| What to work on |
Would you repeat each of the lines below exactly?

(Point-per-instance localization data)
BEGIN

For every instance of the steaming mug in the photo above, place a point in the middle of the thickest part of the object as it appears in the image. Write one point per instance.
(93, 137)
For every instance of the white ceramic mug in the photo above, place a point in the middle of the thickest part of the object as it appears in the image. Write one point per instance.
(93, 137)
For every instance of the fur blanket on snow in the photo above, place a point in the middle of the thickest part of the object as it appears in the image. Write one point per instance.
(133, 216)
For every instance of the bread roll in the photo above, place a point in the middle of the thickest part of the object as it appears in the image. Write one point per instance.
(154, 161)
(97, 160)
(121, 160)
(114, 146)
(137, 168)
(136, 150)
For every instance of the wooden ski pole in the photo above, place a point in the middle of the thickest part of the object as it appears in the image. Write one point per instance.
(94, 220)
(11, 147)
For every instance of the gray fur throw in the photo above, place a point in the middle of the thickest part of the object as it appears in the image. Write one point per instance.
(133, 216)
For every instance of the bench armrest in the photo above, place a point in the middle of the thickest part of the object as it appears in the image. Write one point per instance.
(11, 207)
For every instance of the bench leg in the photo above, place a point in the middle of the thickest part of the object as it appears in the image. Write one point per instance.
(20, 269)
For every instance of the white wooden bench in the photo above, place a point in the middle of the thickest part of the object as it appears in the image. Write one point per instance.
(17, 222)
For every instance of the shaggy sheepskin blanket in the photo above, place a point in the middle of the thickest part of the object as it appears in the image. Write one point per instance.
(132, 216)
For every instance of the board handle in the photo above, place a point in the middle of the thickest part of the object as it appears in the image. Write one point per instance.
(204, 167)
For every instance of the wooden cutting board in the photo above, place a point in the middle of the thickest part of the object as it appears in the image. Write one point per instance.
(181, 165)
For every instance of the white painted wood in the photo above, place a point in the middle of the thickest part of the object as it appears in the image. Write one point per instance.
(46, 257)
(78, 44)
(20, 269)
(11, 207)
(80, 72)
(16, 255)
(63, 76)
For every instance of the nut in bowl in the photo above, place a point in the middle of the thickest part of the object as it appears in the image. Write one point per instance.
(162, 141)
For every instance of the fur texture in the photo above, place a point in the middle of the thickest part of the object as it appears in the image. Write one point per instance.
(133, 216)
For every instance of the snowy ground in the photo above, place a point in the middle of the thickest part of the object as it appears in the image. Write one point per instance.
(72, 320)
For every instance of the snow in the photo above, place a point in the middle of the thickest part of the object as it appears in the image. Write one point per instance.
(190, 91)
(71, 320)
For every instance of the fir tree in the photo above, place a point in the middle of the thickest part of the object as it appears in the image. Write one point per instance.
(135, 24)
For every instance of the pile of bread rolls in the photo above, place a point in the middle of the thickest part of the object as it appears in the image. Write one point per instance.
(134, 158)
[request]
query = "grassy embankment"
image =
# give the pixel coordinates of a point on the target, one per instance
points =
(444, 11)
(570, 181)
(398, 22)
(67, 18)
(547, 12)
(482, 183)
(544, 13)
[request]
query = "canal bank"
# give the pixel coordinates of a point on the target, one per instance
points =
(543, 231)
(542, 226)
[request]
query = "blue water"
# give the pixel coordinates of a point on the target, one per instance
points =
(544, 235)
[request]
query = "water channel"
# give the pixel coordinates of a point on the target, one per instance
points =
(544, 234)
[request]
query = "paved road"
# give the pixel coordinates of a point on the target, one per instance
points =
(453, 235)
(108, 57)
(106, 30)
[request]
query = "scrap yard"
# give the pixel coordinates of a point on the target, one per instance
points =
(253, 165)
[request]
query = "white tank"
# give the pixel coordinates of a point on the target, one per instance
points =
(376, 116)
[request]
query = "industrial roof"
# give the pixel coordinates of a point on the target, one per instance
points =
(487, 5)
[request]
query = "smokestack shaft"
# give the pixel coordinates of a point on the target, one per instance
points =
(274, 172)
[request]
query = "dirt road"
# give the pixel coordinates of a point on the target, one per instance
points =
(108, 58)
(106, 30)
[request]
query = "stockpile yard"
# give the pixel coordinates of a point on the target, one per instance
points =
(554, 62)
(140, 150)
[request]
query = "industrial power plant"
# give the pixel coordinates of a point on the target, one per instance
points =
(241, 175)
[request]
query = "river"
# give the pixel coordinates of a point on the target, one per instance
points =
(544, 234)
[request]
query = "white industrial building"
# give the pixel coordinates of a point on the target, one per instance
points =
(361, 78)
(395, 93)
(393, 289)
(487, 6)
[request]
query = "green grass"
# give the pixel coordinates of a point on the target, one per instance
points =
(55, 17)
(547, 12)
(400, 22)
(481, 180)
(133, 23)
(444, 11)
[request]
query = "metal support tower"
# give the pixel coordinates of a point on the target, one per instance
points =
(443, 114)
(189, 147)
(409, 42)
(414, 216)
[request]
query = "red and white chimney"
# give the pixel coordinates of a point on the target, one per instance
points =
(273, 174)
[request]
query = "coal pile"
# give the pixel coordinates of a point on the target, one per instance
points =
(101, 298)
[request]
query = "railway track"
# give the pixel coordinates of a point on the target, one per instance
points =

END

| Exercise solution |
For every instance of the steaming mug in the photo above, place a point in the middle of the thickest part of the object as it appears in the image. Write one point per instance.
(93, 137)
For every instance of the white ceramic mug in the photo above, place a point in the middle of the thickest part of the object as it appears in the image. Write one point per instance.
(93, 137)
For every instance of the fur blanket on snow in the photo above, place a point in the middle of the thickest part of the object as it appears in the image. Write one point per instance.
(133, 216)
For every instance of the bread roll in the photo above, place a point in the middle of the thickest part of the object as it appears in the image. Write one point per instance.
(154, 161)
(97, 160)
(121, 160)
(114, 146)
(137, 168)
(136, 150)
For every instance of the wooden ski pole in the photo above, place a point in the middle of the thickest part of the object as it appears in the image. Write one point per instance.
(94, 220)
(11, 147)
For every instance of the gray fur throw in the photo above, place a point in the middle of the thickest part of the object as it appears in the image. Write one point per instance.
(133, 216)
For every instance of the bench armrest in the photo above, place a point in the middle of the thickest part of the object as it appears in the image. Write one point per instance.
(11, 207)
For every instance of the bench leg in the photo above, place a point in the middle of the thickest part of the object as it appears in the image. Write one point per instance.
(20, 269)
For every instance of the white wooden bench in the photo above, place a point in the middle of the thickest part of the object as it appears in the image. Write one point per instance.
(17, 222)
For every instance of the shaggy sheepskin blanket in the photo above, place a point in the middle of the thickest part of the object as it appears in the image. Write one point per instance.
(132, 216)
For every instance of the board handle in the photo above, place a point in the middle of the thickest part of the object as it appears in the image. Write one point per instance.
(204, 167)
For every instance of the wooden cutting board in the photo above, place a point in the middle of the thickest part of the object as it appears in the image. Write one point per instance.
(181, 165)
For every instance of the white painted wood in the photo above, place a point in the middle of the thickest part of the object as it appears in the image. Write one point per instance.
(46, 257)
(78, 44)
(20, 269)
(11, 207)
(80, 72)
(16, 255)
(63, 76)
For every instance of the nut in bowl in the photo above, place a point in the middle of the thickest part of the object as it appears in the image. Write one point per instance.
(162, 141)
For every instance of the fur texture in the photo above, place a point in the middle of the thickest part of the object as it appears in the image. Write one point per instance.
(133, 216)
For every instance of the snowy ground in the photo above, place a point in the middle of the thickest part of the object as it appears in the image. Write one point per instance.
(72, 320)
For every instance of the snow in the photo above, place a point in the middle of the thickest part of the object as it appears in the image. Write one point per instance.
(190, 91)
(71, 320)
For every instance of the fir tree in the photo above, place a point in the middle of the thickest part of the object as it appears in the image. Write one point per instance.
(135, 24)
For every instance of the pile of bread rolls in the photo above, place a point in the middle of the thickest part of the object as it appears in the image. Write one point per instance.
(134, 158)
[request]
query = "grassy embankment"
image =
# give the pixel coordinates of a point on the target, one per instance
points =
(444, 11)
(570, 181)
(398, 22)
(67, 18)
(547, 12)
(482, 183)
(544, 13)
[request]
query = "canal bank"
# give the pixel coordinates of a point on the target, one per instance
points =
(543, 231)
(542, 226)
[request]
query = "blue water"
# give the pixel coordinates of a point on the target, one per instance
points =
(544, 235)
[request]
query = "water channel"
# give the pixel coordinates of a point on the target, one per instance
points =
(544, 234)
[request]
query = "paved road"
# give the pixel coordinates of a point on the target, one per instance
points =
(453, 235)
(108, 57)
(106, 30)
[request]
query = "scrap yard"
# give the pixel coordinates of a point on the target, one per instance
points =
(253, 165)
[request]
query = "white tank"
# give the pixel coordinates of a point on the target, one per instance
points =
(376, 116)
[request]
query = "industrial roof"
# give the pixel coordinates of a point on the target, one per instance
points =
(487, 5)
[request]
query = "smokestack shaft"
# give the pixel coordinates of a point on the target, one per instance
points =
(274, 172)
[request]
query = "dirt road"
# give the pixel coordinates of a point on the target, one per instance
points =
(108, 58)
(106, 30)
[request]
query = "stockpile yard"
# give the pixel coordinates of a point on the target, one per instance
points =
(554, 62)
(140, 150)
[request]
query = "industrial power plant"
# give the pixel coordinates of a point on the target, one per instance
points =
(241, 175)
[request]
query = "river"
# give the pixel coordinates of a point on the target, one per instance
points =
(544, 234)
[request]
query = "white industrial building"
# give the pixel coordinates of a point on the target, one per instance
points =
(361, 78)
(395, 93)
(393, 289)
(487, 6)
[request]
query = "green grass"
# give the pixel coordinates of a point on the target, one per instance
points =
(55, 17)
(547, 12)
(400, 22)
(481, 180)
(133, 23)
(444, 11)
[request]
query = "metal support tower"
# give the pixel coordinates of a point on the target, one per instance
points =
(443, 114)
(189, 147)
(409, 42)
(414, 216)
[request]
query = "red and white chimney"
# give the pixel coordinates of a point on the target, one per instance
points =
(273, 174)
[request]
query = "coal pile"
# give the pixel coordinates of a point on the target, one per instance
points =
(101, 298)
[request]
query = "railway track"
# give the pixel coordinates of a point on the target, one per instance
points =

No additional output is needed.